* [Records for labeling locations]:
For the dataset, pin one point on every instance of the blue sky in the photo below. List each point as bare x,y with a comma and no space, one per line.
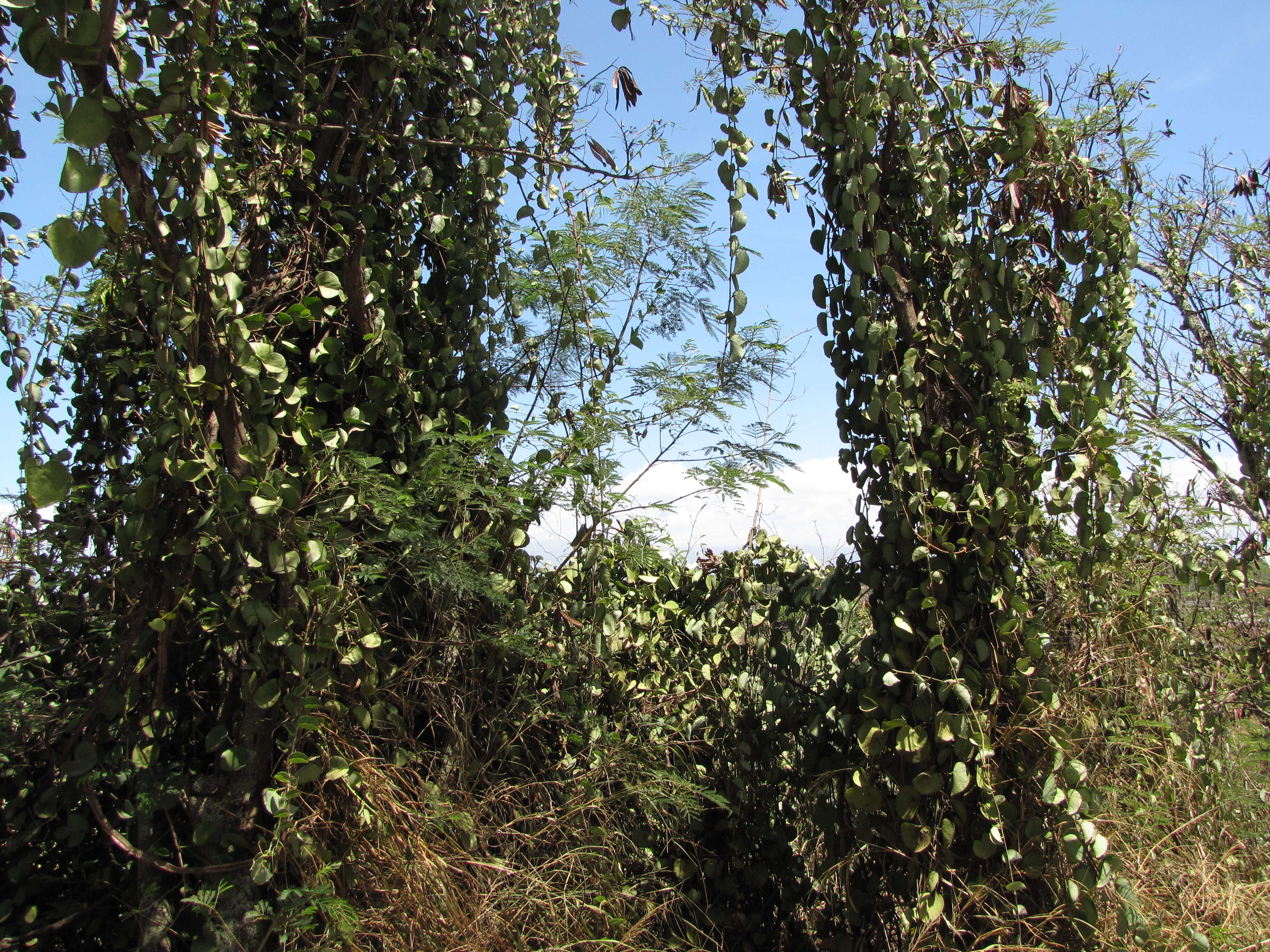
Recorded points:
1208,60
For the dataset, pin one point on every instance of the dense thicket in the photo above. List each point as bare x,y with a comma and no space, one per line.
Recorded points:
279,672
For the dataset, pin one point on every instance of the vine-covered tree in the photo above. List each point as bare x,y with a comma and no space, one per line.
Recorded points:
281,639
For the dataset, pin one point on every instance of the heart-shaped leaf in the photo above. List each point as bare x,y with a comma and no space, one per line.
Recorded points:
72,247
79,176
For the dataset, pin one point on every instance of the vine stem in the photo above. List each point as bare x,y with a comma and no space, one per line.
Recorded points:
123,843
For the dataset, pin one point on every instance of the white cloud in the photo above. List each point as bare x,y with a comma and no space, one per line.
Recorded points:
815,515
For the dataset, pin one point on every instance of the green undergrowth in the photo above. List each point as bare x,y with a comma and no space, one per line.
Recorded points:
651,754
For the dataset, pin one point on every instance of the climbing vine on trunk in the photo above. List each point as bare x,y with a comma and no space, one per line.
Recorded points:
280,386
977,299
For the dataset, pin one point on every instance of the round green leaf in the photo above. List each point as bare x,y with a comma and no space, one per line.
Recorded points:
328,285
88,124
79,176
47,483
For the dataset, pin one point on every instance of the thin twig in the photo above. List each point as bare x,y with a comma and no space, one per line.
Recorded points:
123,843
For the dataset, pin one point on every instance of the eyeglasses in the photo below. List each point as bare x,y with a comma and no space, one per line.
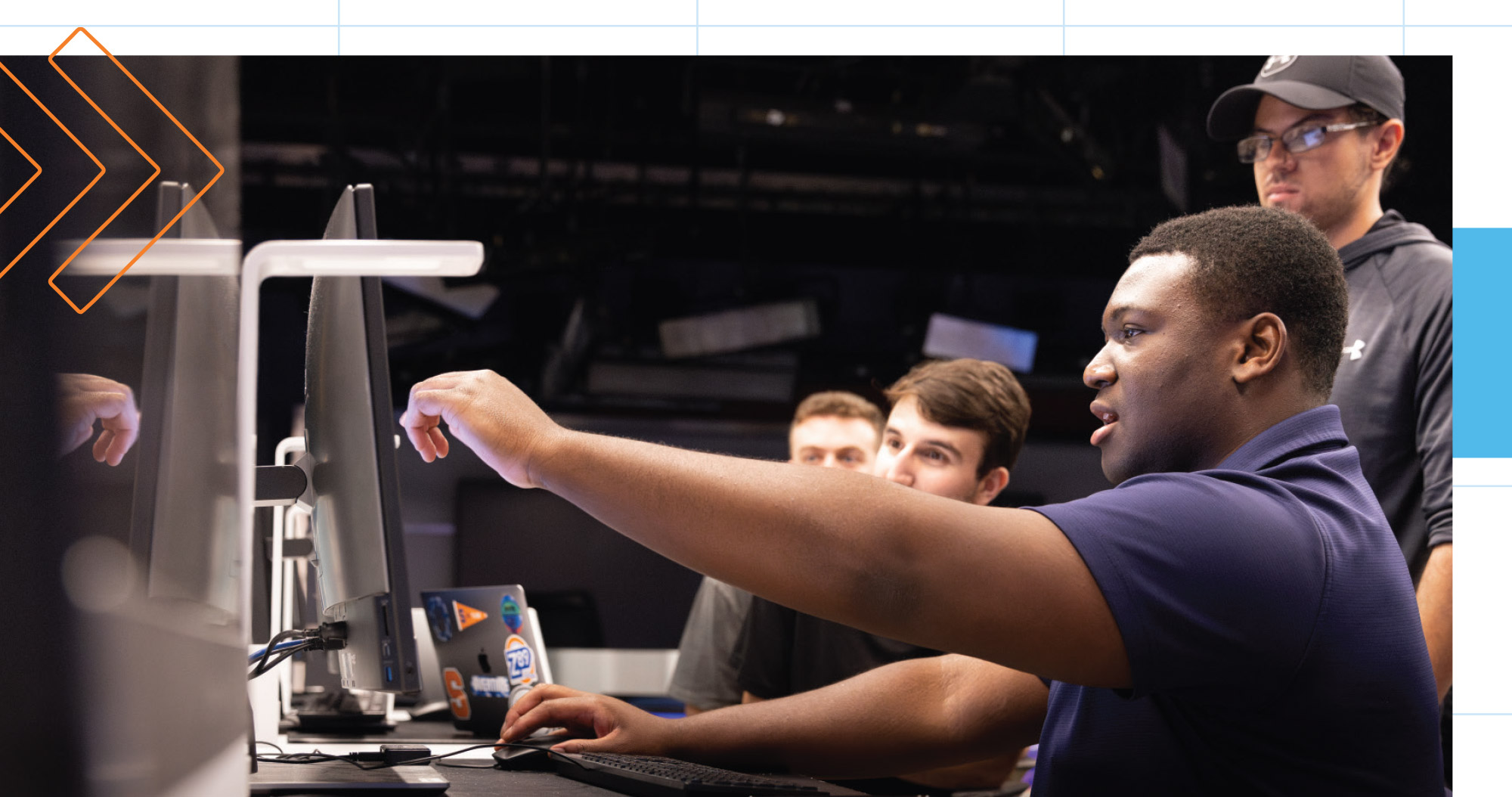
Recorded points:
1298,140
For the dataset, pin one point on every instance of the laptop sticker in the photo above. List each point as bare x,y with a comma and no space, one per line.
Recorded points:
456,695
521,662
439,618
468,616
512,613
491,686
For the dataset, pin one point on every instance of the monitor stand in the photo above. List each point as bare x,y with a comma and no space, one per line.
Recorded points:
342,778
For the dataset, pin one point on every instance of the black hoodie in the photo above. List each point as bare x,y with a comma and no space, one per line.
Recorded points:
1396,379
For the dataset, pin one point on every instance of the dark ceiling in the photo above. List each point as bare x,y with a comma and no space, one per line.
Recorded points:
640,190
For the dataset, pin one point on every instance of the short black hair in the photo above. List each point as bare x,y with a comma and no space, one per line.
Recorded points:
1250,261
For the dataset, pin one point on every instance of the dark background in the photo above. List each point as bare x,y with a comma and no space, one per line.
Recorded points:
1003,190
640,190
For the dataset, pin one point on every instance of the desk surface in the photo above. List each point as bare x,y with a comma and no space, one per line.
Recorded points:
469,777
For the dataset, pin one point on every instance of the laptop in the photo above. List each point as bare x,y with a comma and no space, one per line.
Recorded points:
488,648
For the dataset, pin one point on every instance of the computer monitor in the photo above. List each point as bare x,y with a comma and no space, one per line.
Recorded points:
184,509
175,637
352,439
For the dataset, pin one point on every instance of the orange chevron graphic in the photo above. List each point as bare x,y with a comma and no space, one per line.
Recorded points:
156,170
64,128
29,160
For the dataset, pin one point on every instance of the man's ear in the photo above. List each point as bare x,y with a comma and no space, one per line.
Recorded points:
1389,141
1260,346
990,486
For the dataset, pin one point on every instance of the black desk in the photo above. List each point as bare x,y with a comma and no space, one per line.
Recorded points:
469,778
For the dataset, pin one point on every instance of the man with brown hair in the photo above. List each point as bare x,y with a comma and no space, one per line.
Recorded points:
955,430
829,430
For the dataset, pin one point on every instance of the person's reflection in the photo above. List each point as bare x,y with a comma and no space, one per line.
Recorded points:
85,398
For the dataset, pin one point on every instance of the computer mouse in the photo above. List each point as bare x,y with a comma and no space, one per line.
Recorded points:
527,755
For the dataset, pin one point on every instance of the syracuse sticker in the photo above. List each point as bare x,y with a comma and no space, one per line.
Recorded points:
456,695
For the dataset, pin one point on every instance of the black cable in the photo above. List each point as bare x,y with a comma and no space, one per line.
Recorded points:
321,758
265,666
450,766
282,636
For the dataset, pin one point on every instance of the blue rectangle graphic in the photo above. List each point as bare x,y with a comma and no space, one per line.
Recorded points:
1483,288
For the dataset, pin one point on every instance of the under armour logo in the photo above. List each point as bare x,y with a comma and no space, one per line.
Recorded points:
1275,64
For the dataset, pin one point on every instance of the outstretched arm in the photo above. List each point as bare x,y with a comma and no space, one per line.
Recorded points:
999,585
903,718
1437,609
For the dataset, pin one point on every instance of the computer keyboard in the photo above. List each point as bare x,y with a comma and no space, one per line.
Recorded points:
657,777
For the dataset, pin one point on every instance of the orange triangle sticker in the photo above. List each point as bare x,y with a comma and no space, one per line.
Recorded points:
468,616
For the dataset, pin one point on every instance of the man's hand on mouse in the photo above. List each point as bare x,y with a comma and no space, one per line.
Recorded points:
613,725
488,414
82,398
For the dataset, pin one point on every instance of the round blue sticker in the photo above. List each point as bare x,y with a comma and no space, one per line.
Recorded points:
512,613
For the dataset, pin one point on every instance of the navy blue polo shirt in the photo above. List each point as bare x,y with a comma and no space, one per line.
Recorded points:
1271,627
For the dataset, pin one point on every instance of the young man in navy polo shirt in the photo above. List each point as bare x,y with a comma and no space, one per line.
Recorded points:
1235,618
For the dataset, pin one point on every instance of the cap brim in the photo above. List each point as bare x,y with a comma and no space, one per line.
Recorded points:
1233,116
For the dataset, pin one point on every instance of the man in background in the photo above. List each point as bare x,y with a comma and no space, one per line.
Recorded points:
829,430
955,430
1324,134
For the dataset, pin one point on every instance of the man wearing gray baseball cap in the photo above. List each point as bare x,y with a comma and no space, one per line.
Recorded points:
1322,134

* [WHAT TO PRODUCE]:
Please copy everything from the line containing "man in background" down to the end of the records, word for word.

* [FINISHED TASK]:
For the dataset, pin one point on every instance of the man in background in the photo above. List each point as bare x,y with a comma and no space, one per line.
Recorded points:
829,430
955,430
1324,134
For the dataset, pin one point on every instance of the man wearing gray baseball cap in the photo above. List each point as bare x,y with a comma and no space, one per line.
Recorded points:
1322,134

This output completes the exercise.